Excerpted records
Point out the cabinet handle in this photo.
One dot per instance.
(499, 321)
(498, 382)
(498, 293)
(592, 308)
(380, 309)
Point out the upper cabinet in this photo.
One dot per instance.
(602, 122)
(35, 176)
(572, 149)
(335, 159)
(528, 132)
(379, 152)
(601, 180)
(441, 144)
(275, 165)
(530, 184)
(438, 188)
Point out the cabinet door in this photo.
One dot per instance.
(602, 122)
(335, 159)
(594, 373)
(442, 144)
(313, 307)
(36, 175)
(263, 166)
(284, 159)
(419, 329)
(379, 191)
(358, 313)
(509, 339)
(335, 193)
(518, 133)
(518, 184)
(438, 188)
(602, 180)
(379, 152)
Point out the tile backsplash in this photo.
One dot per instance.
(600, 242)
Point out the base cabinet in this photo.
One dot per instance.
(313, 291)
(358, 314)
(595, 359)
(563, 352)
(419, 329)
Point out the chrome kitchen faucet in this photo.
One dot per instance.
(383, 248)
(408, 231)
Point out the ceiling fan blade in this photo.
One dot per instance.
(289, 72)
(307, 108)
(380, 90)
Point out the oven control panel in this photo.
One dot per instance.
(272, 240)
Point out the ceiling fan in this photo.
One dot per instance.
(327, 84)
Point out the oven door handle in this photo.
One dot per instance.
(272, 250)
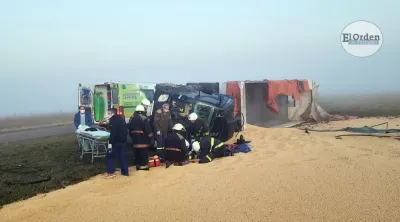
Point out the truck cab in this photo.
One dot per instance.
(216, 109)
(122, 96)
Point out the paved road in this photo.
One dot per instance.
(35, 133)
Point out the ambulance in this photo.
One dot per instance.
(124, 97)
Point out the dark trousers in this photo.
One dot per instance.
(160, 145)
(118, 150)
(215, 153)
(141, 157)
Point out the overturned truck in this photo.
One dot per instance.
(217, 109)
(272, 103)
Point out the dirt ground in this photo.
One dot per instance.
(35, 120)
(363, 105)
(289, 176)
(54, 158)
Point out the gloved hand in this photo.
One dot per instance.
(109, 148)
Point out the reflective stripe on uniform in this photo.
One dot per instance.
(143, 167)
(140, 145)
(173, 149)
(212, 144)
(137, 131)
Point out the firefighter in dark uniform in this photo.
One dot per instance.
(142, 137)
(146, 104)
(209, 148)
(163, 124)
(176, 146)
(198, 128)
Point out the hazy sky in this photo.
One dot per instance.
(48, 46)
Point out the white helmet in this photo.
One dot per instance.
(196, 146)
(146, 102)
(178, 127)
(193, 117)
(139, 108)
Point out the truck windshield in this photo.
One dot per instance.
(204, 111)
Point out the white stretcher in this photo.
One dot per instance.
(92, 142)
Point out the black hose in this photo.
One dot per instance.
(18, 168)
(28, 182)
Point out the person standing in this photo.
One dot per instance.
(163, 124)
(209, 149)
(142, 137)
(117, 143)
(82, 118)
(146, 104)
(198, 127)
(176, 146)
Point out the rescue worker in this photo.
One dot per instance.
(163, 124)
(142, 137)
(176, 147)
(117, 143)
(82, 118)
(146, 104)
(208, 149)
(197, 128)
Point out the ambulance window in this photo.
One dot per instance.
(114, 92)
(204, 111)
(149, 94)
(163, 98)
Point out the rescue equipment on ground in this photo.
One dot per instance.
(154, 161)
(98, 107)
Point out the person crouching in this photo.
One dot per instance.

What is expected
Extract precisely the lines beginning at the line containing "Point out the oven door handle in this photo." and ending at the last line of the entries above, exactly as written and with no pictures.

Solution below
Point out the oven door handle in this photo.
One dot per instance.
(272, 250)
Point out the truck cab in this photo.
One dot per instance.
(216, 109)
(122, 96)
Point out the paved road in this photo.
One dot per instance.
(35, 133)
Point out the ambulance in this photo.
One dot per instance.
(124, 97)
Point out the dark trousers in this photo.
One dot per instance.
(160, 145)
(118, 150)
(215, 153)
(141, 157)
Point out the overturned truck in this photo.
One dot per instance.
(217, 109)
(272, 103)
Point out the dirt ground in this photo.
One dot per instance.
(35, 120)
(363, 105)
(289, 176)
(54, 158)
Point out the gloved hand in this photo.
One dot per instance.
(109, 148)
Point out the reflective stripe on uniform in this photo.
One dot per instance.
(143, 167)
(140, 145)
(173, 149)
(212, 144)
(137, 131)
Point out the firefighter in dark uniform in this photo.
One dot per instance.
(142, 137)
(146, 104)
(209, 148)
(163, 124)
(176, 146)
(198, 128)
Point out the hazy sky in this photo.
One dot per instance.
(48, 46)
Point out the white helmet in this photo.
One dot per instance.
(196, 146)
(146, 102)
(178, 127)
(193, 117)
(139, 108)
Point out the truck windshield in this photo.
One dot per instance.
(204, 111)
Point out the white stretcher in this photo.
One dot per instance.
(92, 142)
Point out the black hose in this photo.
One dot per instance.
(18, 168)
(28, 182)
Point out the person standing in this photo.
One dot per instance.
(163, 124)
(209, 149)
(142, 137)
(117, 143)
(82, 118)
(146, 104)
(198, 127)
(176, 146)
Point out the rescue worker in this photo.
One dot per instance.
(163, 124)
(142, 137)
(176, 147)
(117, 143)
(82, 118)
(146, 104)
(208, 149)
(197, 128)
Point out the ambulance window in this photo.
One dot per instance.
(114, 92)
(204, 111)
(149, 94)
(163, 98)
Point out the rescue equipment on ground in this photo.
One dot per instance.
(154, 161)
(98, 107)
Point out the person crouching in this photo.
One dot per instance.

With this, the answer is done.